Extracted data entries
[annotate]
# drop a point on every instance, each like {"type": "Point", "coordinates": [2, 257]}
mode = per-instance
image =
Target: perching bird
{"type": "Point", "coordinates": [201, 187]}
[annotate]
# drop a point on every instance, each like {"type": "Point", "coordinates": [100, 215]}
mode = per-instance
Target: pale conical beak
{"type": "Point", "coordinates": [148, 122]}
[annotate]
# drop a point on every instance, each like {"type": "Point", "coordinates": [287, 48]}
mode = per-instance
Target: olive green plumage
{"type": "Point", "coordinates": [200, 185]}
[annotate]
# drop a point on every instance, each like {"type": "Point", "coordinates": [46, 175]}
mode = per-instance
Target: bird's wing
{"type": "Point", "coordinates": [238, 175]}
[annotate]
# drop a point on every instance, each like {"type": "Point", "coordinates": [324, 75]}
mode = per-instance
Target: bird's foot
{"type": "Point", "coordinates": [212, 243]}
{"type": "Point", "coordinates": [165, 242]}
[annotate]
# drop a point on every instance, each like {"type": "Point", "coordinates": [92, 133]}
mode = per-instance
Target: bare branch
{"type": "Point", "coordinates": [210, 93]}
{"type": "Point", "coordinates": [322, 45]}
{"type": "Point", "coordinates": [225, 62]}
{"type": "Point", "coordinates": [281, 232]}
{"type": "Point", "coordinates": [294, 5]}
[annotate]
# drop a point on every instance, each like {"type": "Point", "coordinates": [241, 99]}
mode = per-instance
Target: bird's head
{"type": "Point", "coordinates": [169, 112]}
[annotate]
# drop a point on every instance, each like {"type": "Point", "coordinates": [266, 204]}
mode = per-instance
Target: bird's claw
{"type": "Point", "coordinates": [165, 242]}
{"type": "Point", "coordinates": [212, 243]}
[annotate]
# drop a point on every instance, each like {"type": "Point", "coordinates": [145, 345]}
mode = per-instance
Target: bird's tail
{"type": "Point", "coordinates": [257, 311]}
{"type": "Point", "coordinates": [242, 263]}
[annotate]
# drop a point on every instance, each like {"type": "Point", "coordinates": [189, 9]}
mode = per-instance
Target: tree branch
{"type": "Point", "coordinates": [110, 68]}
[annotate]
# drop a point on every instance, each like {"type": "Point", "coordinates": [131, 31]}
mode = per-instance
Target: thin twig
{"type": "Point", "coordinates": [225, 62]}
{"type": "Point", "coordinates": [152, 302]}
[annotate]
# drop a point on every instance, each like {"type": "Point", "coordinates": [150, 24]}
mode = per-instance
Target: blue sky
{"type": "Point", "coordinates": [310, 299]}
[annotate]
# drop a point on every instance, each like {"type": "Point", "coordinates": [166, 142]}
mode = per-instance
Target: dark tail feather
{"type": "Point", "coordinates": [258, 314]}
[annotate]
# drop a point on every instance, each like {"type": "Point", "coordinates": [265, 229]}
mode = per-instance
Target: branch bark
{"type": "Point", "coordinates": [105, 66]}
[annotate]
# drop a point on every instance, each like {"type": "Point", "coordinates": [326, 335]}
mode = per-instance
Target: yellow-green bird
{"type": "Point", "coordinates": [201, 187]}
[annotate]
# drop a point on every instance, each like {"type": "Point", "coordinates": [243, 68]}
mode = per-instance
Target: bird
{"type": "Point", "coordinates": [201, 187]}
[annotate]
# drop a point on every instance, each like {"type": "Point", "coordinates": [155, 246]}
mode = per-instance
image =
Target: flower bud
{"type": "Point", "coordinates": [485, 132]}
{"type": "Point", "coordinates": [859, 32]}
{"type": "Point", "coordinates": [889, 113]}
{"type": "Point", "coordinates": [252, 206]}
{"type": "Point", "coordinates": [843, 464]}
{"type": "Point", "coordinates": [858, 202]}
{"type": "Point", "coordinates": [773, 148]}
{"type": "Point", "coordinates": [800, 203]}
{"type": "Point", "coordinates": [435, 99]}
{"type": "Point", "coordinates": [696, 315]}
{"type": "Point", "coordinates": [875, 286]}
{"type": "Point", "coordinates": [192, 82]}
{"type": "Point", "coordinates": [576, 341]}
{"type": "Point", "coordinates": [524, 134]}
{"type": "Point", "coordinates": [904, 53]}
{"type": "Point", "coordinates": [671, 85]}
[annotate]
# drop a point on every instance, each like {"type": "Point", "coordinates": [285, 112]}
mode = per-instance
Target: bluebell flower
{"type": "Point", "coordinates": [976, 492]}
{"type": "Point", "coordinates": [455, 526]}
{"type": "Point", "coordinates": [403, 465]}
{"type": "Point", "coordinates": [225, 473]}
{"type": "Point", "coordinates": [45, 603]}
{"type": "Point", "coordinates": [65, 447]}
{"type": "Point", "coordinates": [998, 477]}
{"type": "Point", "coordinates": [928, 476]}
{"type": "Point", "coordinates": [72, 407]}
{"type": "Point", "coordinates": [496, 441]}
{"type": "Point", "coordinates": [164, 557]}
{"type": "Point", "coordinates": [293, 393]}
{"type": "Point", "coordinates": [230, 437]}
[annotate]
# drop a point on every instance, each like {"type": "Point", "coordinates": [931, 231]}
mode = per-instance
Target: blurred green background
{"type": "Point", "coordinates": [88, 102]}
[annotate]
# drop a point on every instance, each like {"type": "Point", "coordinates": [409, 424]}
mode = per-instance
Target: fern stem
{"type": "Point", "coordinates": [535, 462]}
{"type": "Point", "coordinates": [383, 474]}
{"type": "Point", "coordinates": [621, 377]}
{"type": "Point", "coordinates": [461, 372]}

▶ WORK TO DO
Extract the complete listing verbatim.

▶ OUTPUT BELOW
[annotate]
# drop a point on every instance, each like {"type": "Point", "coordinates": [2, 257]}
mode = per-instance
image =
Target: perching bird
{"type": "Point", "coordinates": [201, 187]}
[annotate]
# drop a point on every instance, each like {"type": "Point", "coordinates": [100, 215]}
mode = per-instance
Target: pale conical beak
{"type": "Point", "coordinates": [148, 122]}
[annotate]
# drop a point on every instance, each like {"type": "Point", "coordinates": [287, 48]}
mode = per-instance
Target: olive green plumage
{"type": "Point", "coordinates": [200, 185]}
[annotate]
# drop a point on every instance, each like {"type": "Point", "coordinates": [46, 175]}
mode = per-instance
Target: bird's wing
{"type": "Point", "coordinates": [238, 175]}
[annotate]
# drop a point on every instance, each like {"type": "Point", "coordinates": [324, 75]}
mode = per-instance
Target: bird's foot
{"type": "Point", "coordinates": [212, 243]}
{"type": "Point", "coordinates": [165, 242]}
[annotate]
# drop a point on every instance, each like {"type": "Point", "coordinates": [92, 133]}
mode = per-instance
Target: bare branch
{"type": "Point", "coordinates": [210, 93]}
{"type": "Point", "coordinates": [322, 45]}
{"type": "Point", "coordinates": [225, 62]}
{"type": "Point", "coordinates": [281, 232]}
{"type": "Point", "coordinates": [294, 5]}
[annotate]
# drop a point on every instance, each like {"type": "Point", "coordinates": [241, 99]}
mode = per-instance
Target: bird's head
{"type": "Point", "coordinates": [169, 112]}
[annotate]
# drop a point on every instance, each like {"type": "Point", "coordinates": [266, 204]}
mode = per-instance
Target: bird's claw
{"type": "Point", "coordinates": [165, 242]}
{"type": "Point", "coordinates": [212, 243]}
[annotate]
# drop a point on every instance, each like {"type": "Point", "coordinates": [145, 345]}
mode = per-instance
Target: bird's tail
{"type": "Point", "coordinates": [257, 311]}
{"type": "Point", "coordinates": [242, 263]}
[annotate]
# drop a point on every instance, each like {"type": "Point", "coordinates": [189, 9]}
mode = per-instance
Target: tree branch
{"type": "Point", "coordinates": [110, 68]}
[annotate]
# drop a point on every instance, each like {"type": "Point", "coordinates": [131, 31]}
mode = per-instance
Target: thin twig
{"type": "Point", "coordinates": [225, 62]}
{"type": "Point", "coordinates": [152, 302]}
[annotate]
# drop a point on every instance, each like {"type": "Point", "coordinates": [150, 24]}
mode = per-instance
Target: blue sky
{"type": "Point", "coordinates": [310, 299]}
[annotate]
# drop a point on every instance, each like {"type": "Point", "coordinates": [166, 142]}
mode = per-instance
Target: dark tail feather
{"type": "Point", "coordinates": [258, 314]}
[annotate]
# drop a point on every instance, each like {"type": "Point", "coordinates": [265, 229]}
mode = per-instance
Target: branch bark
{"type": "Point", "coordinates": [105, 66]}
[annotate]
# drop a point on every instance, each like {"type": "Point", "coordinates": [326, 335]}
mode = per-instance
Target: yellow-green bird
{"type": "Point", "coordinates": [201, 187]}
[annotate]
# drop a point on every instance, each like {"type": "Point", "coordinates": [243, 68]}
mode = per-instance
Target: bird
{"type": "Point", "coordinates": [201, 187]}
[annotate]
# drop a point on every instance, each like {"type": "Point", "coordinates": [155, 246]}
mode = per-instance
image =
Target: flower bud
{"type": "Point", "coordinates": [485, 132]}
{"type": "Point", "coordinates": [859, 32]}
{"type": "Point", "coordinates": [889, 113]}
{"type": "Point", "coordinates": [252, 206]}
{"type": "Point", "coordinates": [843, 464]}
{"type": "Point", "coordinates": [858, 202]}
{"type": "Point", "coordinates": [773, 148]}
{"type": "Point", "coordinates": [800, 203]}
{"type": "Point", "coordinates": [435, 99]}
{"type": "Point", "coordinates": [696, 315]}
{"type": "Point", "coordinates": [875, 286]}
{"type": "Point", "coordinates": [192, 82]}
{"type": "Point", "coordinates": [576, 341]}
{"type": "Point", "coordinates": [524, 134]}
{"type": "Point", "coordinates": [904, 53]}
{"type": "Point", "coordinates": [671, 85]}
[annotate]
# drop a point on every instance, each like {"type": "Point", "coordinates": [285, 112]}
mode = per-instance
Target: bluebell flower
{"type": "Point", "coordinates": [976, 492]}
{"type": "Point", "coordinates": [455, 526]}
{"type": "Point", "coordinates": [403, 465]}
{"type": "Point", "coordinates": [225, 473]}
{"type": "Point", "coordinates": [45, 603]}
{"type": "Point", "coordinates": [65, 447]}
{"type": "Point", "coordinates": [998, 477]}
{"type": "Point", "coordinates": [928, 476]}
{"type": "Point", "coordinates": [72, 407]}
{"type": "Point", "coordinates": [496, 441]}
{"type": "Point", "coordinates": [164, 557]}
{"type": "Point", "coordinates": [293, 393]}
{"type": "Point", "coordinates": [230, 437]}
[annotate]
# drop a point on every instance, each like {"type": "Point", "coordinates": [931, 231]}
mode = per-instance
Target: blurred green background
{"type": "Point", "coordinates": [88, 102]}
[annotate]
# drop a point on every instance, each like {"type": "Point", "coordinates": [409, 424]}
mode = per-instance
Target: fern stem
{"type": "Point", "coordinates": [535, 462]}
{"type": "Point", "coordinates": [383, 474]}
{"type": "Point", "coordinates": [621, 377]}
{"type": "Point", "coordinates": [461, 372]}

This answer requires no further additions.